═══ Fonte
Lavanda in Toscana, piante officinali in Puglia e frutti antichi in Sicilia. Ma anche rampicanti, erbe aromatiche, alberi da frutto, pomodori e prodotti dell’orto: l’associazione femminile della Cia, dal Trentino alla Sicilia, sceglie una pianta simbolica e si mobilita per sensibilizzare i cittadini sul valore dell’agricoltura e dell’ambiente, contro i cambiamenti climatici e la perdita di biodiversità, ma anche sull’importanza del lavoro contro la violenza di genere. In Italia il settore primario è sempre più “rosa”: sono 1,3 milioni le donne impegnate in agricoltura, nessun altro Paese in Ue fa lo stesso.
“Acquistare una pianta e impegnarsi nella sua cura è il modo migliore per celebrare la Festa della Donna - spiega la presidente Mara Longhin -. Non è soltanto un gesto ‘green’, puramente simbolico, ma un atto concreto per ‘dare la vita’ e far crescere un vegetale, promuovendo il rispetto della natura e dei suoi ecosistemi. Il suolo, i semi, le piante, rappresentano il primo anello della catena alimentare e sono il simbolo della sostenibilità ambientale: difenderli e curarli è il compito di tutti, a partire dalle agricoltrici che ogni giorno contribuiscono a garantire la sicurezza alimentare proteggendo la biodiversità”.
“Risvegliare e riabilitare il ‘femminile’ che alberga dentro ognuno praticando l’accudimento della vita vegetale - continua Longhin - è il miglior modo per combattere la violenza che si esprime a tutti i livelli, prima di tutto verso le donne. Comprendere che accudire la vita non è debolezza e distruggerla non è forza è il primo passo per un progresso collettivo, necessario e auspicato”.
══════
═══ Dati mostrati
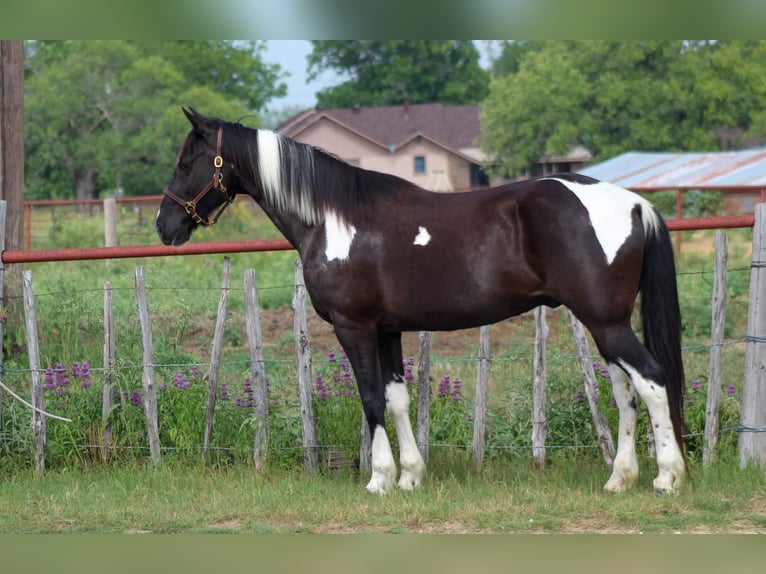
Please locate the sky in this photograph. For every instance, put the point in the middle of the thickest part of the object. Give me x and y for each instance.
(291, 56)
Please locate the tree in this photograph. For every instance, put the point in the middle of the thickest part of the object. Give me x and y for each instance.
(389, 72)
(105, 115)
(611, 97)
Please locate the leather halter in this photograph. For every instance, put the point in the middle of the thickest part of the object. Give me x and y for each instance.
(216, 183)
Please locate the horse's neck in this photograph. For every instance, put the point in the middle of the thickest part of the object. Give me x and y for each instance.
(293, 229)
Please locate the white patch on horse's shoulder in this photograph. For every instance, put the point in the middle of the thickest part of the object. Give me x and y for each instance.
(610, 209)
(339, 235)
(423, 237)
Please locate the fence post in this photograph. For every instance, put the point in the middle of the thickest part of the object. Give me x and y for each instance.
(539, 419)
(257, 369)
(39, 425)
(110, 222)
(603, 434)
(424, 393)
(480, 408)
(108, 385)
(215, 357)
(147, 379)
(715, 370)
(305, 377)
(752, 437)
(3, 209)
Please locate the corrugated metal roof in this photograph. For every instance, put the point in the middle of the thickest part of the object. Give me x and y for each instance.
(671, 170)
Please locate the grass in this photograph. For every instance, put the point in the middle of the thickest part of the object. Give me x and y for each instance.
(564, 498)
(78, 494)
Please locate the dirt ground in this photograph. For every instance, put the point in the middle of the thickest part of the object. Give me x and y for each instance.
(277, 326)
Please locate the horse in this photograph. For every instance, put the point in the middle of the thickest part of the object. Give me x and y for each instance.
(382, 256)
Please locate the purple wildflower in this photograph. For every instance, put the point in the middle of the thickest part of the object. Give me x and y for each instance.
(444, 386)
(457, 393)
(181, 381)
(50, 382)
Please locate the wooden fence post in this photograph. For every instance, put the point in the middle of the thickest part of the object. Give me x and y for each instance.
(3, 209)
(305, 377)
(539, 418)
(107, 401)
(752, 437)
(110, 222)
(215, 357)
(424, 393)
(147, 379)
(39, 425)
(715, 370)
(603, 434)
(257, 369)
(482, 390)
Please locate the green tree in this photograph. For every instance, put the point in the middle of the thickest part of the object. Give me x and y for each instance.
(388, 72)
(106, 114)
(611, 97)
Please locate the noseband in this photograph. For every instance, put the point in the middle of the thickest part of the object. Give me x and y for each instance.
(216, 183)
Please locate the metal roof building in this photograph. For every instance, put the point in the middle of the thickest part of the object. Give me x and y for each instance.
(667, 170)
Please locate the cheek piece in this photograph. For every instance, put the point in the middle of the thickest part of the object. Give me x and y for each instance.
(216, 183)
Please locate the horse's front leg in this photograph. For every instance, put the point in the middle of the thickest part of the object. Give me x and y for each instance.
(361, 347)
(398, 402)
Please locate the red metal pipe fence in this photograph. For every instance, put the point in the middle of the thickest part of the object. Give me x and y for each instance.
(128, 251)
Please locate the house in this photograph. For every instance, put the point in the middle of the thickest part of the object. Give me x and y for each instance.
(433, 145)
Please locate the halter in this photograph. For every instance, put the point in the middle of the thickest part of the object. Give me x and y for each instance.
(216, 183)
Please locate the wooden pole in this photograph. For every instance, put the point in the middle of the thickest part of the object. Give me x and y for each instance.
(305, 376)
(147, 379)
(107, 402)
(110, 222)
(752, 437)
(215, 357)
(424, 393)
(257, 369)
(3, 208)
(39, 425)
(603, 434)
(715, 370)
(539, 418)
(482, 390)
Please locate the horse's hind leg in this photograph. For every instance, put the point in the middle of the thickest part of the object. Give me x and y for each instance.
(625, 468)
(619, 345)
(398, 402)
(361, 347)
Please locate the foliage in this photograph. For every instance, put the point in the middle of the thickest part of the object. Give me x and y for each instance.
(611, 97)
(105, 115)
(388, 72)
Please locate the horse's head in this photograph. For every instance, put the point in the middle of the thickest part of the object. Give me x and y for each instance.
(199, 189)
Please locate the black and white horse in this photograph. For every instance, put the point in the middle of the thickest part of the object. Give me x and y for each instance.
(382, 256)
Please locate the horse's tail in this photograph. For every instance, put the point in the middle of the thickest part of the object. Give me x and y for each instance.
(661, 314)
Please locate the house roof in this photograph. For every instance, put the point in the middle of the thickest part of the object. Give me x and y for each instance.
(711, 170)
(456, 128)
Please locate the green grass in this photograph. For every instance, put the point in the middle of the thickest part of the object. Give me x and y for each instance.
(79, 494)
(504, 497)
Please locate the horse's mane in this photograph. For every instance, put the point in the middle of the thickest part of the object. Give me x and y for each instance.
(309, 182)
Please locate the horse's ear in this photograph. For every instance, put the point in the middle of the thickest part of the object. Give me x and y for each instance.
(198, 121)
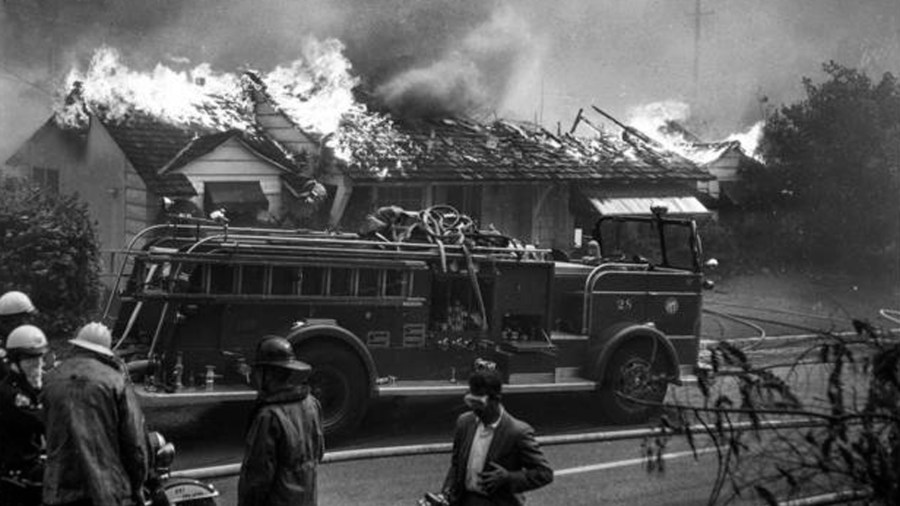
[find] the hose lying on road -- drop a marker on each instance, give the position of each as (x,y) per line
(842,497)
(228,470)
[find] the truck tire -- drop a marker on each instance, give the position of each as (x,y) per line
(338,381)
(631,370)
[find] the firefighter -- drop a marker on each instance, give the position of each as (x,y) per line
(15,309)
(96,441)
(285,442)
(21,425)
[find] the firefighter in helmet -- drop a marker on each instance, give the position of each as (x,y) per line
(15,309)
(284,443)
(21,425)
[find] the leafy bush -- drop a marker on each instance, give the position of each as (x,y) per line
(48,249)
(849,441)
(833,166)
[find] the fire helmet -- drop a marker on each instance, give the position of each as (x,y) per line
(95,337)
(26,340)
(14,303)
(276,351)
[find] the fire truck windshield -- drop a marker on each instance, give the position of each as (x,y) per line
(665,243)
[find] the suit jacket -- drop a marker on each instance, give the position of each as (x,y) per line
(512,447)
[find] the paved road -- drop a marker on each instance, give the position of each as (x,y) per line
(608,474)
(587,474)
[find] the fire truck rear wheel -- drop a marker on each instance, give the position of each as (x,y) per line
(338,381)
(633,372)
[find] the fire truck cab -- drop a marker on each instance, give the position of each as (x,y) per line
(382,318)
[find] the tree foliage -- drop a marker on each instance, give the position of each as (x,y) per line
(850,438)
(833,161)
(48,249)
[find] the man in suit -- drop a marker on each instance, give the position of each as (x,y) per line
(495,456)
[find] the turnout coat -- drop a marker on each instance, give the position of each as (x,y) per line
(96,441)
(512,447)
(284,446)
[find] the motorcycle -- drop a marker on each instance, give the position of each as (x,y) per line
(164,490)
(161,489)
(432,499)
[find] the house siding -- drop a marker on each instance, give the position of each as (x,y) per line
(232,162)
(282,130)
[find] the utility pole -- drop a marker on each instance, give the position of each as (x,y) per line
(698,17)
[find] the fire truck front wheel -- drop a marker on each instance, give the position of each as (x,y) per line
(632,373)
(338,381)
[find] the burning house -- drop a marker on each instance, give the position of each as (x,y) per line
(267,147)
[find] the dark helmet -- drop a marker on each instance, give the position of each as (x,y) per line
(276,351)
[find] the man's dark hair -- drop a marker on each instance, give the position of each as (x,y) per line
(487,382)
(280,374)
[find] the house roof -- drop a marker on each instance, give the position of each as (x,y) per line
(149,144)
(156,148)
(464,150)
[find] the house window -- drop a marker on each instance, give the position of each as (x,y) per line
(407,197)
(46,179)
(465,198)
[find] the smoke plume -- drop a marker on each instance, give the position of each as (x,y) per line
(522,59)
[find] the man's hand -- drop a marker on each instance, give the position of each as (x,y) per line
(494,479)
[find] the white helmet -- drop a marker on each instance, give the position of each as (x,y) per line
(95,337)
(26,340)
(12,303)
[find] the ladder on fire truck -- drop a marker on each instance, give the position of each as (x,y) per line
(201,241)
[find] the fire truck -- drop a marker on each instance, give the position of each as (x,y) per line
(408,312)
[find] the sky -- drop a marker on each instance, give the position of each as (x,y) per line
(518,59)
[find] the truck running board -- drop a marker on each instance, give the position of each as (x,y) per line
(440,388)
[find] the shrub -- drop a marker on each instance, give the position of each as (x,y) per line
(49,250)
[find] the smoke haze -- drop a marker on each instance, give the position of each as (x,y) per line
(525,59)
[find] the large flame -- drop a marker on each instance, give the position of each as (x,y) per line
(663,122)
(314,92)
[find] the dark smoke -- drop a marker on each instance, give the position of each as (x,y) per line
(523,59)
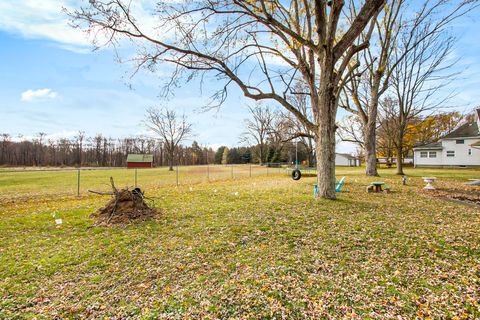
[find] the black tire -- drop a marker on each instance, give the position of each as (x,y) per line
(296,174)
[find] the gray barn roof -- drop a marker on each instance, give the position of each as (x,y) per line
(464,131)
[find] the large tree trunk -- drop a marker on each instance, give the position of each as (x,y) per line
(399,159)
(170,160)
(325,144)
(370,136)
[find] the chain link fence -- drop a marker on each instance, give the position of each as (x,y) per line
(71,181)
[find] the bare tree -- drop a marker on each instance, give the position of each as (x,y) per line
(350,129)
(419,79)
(278,41)
(364,91)
(257,130)
(296,129)
(170,127)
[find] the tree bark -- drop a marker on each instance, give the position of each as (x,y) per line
(399,159)
(325,141)
(370,140)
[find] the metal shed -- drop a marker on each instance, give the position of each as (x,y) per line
(140,161)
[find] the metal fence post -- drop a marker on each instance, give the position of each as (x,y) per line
(78,182)
(135,177)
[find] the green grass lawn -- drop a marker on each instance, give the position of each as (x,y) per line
(271,251)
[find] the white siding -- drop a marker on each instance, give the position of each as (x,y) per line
(461,158)
(429,161)
(341,160)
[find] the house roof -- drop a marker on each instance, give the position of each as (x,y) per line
(429,146)
(467,130)
(140,158)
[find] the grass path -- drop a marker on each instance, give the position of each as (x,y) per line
(271,251)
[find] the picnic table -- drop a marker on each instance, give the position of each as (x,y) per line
(378,185)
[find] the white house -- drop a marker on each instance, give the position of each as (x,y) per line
(346,160)
(461,147)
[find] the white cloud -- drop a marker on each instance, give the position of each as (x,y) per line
(40,94)
(40,19)
(47,19)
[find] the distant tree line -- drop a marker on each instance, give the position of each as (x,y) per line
(103,151)
(97,151)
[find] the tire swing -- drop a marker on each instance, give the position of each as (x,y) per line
(296,174)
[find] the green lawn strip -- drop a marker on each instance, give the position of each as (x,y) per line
(251,248)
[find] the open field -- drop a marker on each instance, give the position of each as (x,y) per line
(15,182)
(270,251)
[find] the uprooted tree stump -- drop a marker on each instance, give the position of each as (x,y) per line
(125,206)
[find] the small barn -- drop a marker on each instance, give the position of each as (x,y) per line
(346,160)
(140,161)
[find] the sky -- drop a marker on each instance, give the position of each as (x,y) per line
(51,81)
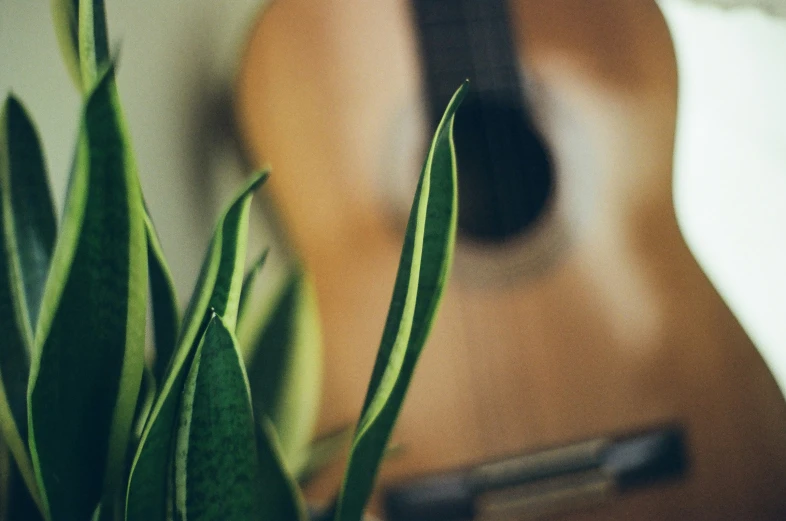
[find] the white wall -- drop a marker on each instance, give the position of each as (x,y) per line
(730,164)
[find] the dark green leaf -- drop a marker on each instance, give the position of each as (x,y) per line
(18,503)
(216,471)
(218,288)
(27,230)
(248,284)
(88,361)
(280,496)
(166,319)
(425,261)
(285,367)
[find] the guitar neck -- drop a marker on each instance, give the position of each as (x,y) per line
(504,168)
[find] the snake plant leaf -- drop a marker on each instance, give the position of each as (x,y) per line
(285,369)
(89,343)
(65,14)
(216,471)
(27,230)
(248,284)
(218,288)
(281,498)
(82,34)
(426,259)
(323,451)
(166,319)
(16,502)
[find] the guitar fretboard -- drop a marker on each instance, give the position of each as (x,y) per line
(504,169)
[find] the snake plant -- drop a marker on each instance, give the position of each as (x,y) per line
(206,429)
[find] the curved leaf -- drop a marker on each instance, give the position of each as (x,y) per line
(216,471)
(248,284)
(280,496)
(65,14)
(166,319)
(218,288)
(285,369)
(81,32)
(88,361)
(93,45)
(27,229)
(426,258)
(324,451)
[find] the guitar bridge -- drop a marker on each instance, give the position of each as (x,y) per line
(543,483)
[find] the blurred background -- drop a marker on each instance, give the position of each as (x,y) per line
(177,66)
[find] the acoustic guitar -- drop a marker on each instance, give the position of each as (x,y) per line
(580,352)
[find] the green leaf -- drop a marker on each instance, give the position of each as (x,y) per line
(88,360)
(280,496)
(285,369)
(27,229)
(324,451)
(65,14)
(16,502)
(248,284)
(166,319)
(93,45)
(218,288)
(82,34)
(216,471)
(426,258)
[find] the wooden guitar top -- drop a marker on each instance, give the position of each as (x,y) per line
(601,322)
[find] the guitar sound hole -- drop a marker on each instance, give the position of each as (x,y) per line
(504,170)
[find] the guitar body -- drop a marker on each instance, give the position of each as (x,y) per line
(595,320)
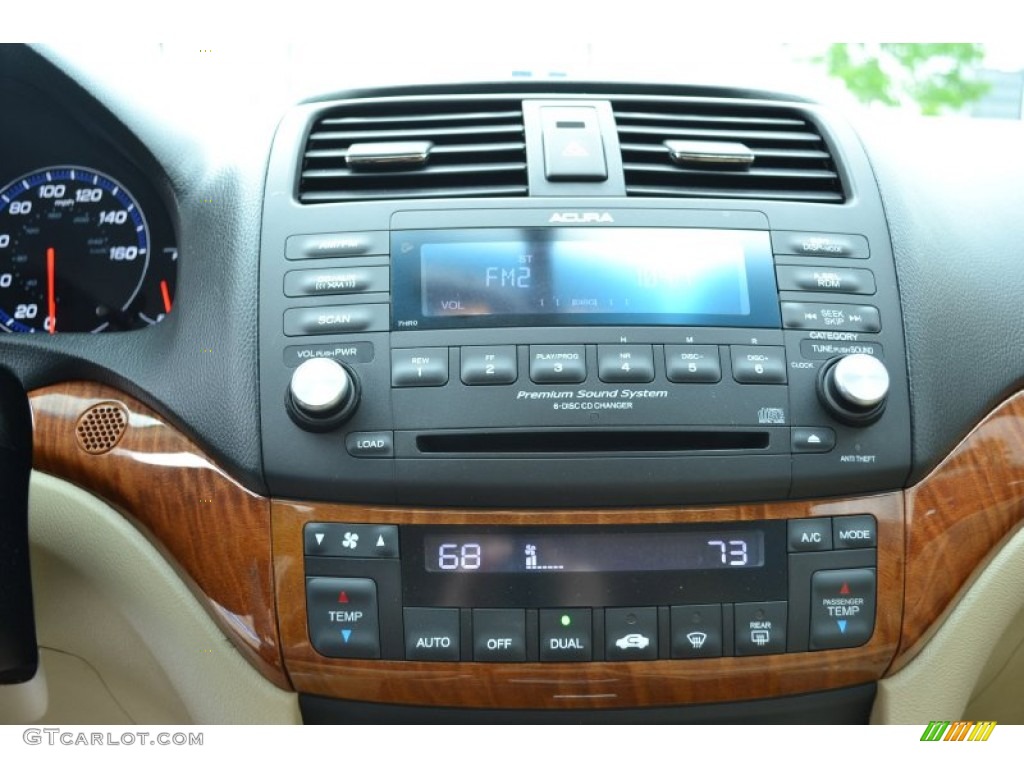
══════
Lavoro richiesto =
Nell'articolo sulla Festa della Donna, per quale motivo acquistare una pianta e prendersene cura non è considerato un gesto puramente simbolico? La risposta va data in una, due o tre frasi. Per rispondere si usa soltanto l'articolo.

Esito dell'esercizio =
È un atto concreto per "dare la vita" e far crescere un vegetale, promuovendo il rispetto della natura e dei suoi ecosistemi. Il suolo, i semi e le piante sono infatti il primo anello della catena alimentare e il simbolo della sostenibilità ambientale.